**TEXT PROVIDED**
═══

Self-sabotage refers to beliefs and behaviors that prevent us from achieving our goals, hopes, and dreams. It is a very normal part of the human experience, something we all do from time to time—often without fully realizing we’re doing it. Fortunately, knowing the types of self-sabotage, where it comes from, and some helpful tips to neutralize it can help you overcome a fierce inner critic.
What Is Self-Sabotage?
At its core, self-sabotage involves any attitude or behavior that doesn’t match up your values and interferes with your ability to achieve your life goals.1,2,3 We all do things from time to time that get in the way of our progress, but self-sabotage is a pattern of thoughts and actions that creates ongoing problems, preventing you from moving forward and facing change successfully.4
When people self-sabotage, they regularly engage in self-defeating behaviors like procrastination, perfectionism, negative self-talk, avoidance, or conflict. Often driven by anxiety, fear, and self-doubt, they undermine their efforts to build the life they want. Self-sabotage becomes especially problematic when the behavior becomes a habit, done so automatically that you don’t even fully realize you’re doing it or that it is leading directly to negative consequences.5
11 Signs You’re Self-Sabotaging
People often don’t even realize that they are self-sabotaging, but upon closer inspection, it can look like avoidance, conflict creation, and controlling behavior. Once you recognize all the signs of self-sabotage, you can begin to change them.
Eleven signs of self-sabotage include a pattern of these behaviors:
- Avoiding people and situations that make you uncomfortable
- Staying within your comfort zone and avoiding change
- Setting goals that are too low to ensure success
- Creating conflict with romantic partners, loved ones, friends, or coworkers
- Trying to control others
- Attempting to gain others’ approval
- Making excuses
- Taking actions that don’t match your values and goals
- Comparing yourself to others
- Social withdrawal or isolation
- Risky behaviors (such as substance use, gambling, overspending, or promiscuity)

═══

**STORED DATA**
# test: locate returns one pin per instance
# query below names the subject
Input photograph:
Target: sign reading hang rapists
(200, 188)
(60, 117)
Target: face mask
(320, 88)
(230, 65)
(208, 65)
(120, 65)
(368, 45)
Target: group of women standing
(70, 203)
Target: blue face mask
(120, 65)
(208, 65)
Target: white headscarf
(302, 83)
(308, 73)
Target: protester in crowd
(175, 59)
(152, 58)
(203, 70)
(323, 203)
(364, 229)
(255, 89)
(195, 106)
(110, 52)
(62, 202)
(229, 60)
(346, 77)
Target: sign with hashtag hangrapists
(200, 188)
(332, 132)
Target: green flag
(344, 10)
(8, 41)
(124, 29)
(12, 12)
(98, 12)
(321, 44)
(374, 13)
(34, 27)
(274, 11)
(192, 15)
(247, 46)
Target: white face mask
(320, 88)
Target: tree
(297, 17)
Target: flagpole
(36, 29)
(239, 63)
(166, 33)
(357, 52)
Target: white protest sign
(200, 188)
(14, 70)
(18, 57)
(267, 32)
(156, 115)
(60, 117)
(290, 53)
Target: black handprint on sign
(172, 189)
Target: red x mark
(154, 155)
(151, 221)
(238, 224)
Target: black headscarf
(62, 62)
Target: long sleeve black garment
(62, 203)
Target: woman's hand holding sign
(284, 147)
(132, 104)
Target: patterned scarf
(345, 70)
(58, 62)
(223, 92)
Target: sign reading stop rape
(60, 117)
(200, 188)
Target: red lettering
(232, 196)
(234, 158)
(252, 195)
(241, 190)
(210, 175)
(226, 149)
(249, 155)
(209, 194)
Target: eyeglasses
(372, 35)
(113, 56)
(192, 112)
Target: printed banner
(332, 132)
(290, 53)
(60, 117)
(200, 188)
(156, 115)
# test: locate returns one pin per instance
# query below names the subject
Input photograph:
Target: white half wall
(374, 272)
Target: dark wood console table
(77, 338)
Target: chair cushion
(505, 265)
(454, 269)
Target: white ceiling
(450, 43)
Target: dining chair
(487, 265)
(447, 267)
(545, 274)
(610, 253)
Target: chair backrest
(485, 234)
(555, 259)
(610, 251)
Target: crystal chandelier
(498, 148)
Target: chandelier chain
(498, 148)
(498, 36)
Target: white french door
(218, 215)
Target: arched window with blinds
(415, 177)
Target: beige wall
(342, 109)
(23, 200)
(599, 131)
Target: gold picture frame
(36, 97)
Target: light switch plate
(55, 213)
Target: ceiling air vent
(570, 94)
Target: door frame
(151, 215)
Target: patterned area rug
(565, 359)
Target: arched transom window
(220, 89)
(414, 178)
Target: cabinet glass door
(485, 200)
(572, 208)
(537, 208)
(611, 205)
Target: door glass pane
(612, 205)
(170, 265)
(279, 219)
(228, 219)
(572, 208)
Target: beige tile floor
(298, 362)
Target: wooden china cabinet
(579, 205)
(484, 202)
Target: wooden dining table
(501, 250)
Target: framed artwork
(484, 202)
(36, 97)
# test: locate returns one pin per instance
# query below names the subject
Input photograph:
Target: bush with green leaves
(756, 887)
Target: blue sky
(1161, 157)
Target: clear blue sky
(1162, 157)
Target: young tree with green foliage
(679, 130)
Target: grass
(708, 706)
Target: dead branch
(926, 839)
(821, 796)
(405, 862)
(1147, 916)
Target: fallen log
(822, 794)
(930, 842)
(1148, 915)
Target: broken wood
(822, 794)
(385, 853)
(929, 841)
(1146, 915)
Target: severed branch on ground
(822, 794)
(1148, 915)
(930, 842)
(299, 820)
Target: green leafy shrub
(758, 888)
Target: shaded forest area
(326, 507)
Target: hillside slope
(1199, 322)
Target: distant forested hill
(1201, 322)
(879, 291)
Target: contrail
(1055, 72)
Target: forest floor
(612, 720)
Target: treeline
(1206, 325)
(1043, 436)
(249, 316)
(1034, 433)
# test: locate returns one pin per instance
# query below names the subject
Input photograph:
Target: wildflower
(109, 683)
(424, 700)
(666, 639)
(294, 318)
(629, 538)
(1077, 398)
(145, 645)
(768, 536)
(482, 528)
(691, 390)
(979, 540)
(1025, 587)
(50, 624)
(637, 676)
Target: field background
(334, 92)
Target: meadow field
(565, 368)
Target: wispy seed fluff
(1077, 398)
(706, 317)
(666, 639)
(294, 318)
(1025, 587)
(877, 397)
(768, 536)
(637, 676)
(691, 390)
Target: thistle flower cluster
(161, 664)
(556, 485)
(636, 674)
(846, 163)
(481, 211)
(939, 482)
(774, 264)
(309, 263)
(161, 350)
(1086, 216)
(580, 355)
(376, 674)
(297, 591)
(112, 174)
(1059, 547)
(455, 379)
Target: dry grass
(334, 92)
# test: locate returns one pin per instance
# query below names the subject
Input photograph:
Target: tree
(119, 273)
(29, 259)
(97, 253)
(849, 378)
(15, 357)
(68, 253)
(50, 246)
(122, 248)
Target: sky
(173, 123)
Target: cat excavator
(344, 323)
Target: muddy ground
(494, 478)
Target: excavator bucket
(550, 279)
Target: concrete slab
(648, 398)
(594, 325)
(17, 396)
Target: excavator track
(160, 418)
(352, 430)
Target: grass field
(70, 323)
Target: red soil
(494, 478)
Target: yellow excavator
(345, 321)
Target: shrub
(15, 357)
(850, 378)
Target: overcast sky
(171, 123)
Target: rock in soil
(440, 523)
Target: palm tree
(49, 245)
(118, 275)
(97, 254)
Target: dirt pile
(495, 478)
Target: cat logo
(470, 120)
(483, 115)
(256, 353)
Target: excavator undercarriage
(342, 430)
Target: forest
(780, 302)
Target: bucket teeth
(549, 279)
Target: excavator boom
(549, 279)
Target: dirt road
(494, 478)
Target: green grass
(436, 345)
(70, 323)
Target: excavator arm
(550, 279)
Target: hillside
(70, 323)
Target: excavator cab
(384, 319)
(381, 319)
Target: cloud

═══

**QUESTIONS TO ANSWER**
A: According to the self-sabotage text, why does self-sabotage become especially problematic once the behavior turns into a habit? Please answer in one to three sentences.
B: Answer these questions from the self-sabotage text:
(i) What three things does it say often drive people who self-sabotage?
(ii) What can you begin to do once you recognize all the signs of self-sabotage?
(iii) What four examples does it give of risky behaviors?

**EXERCISE RESULTS**
A: Once self-sabotage becomes a habit, it is done so automatically that you don't fully realize you're doing it. You may also not see that it is leading directly to negative consequences.

B:
(i) Anxiety, fear, and self-doubt.
(ii) You can begin to change them.
(iii) Substance use, gambling, overspending, and promiscuity.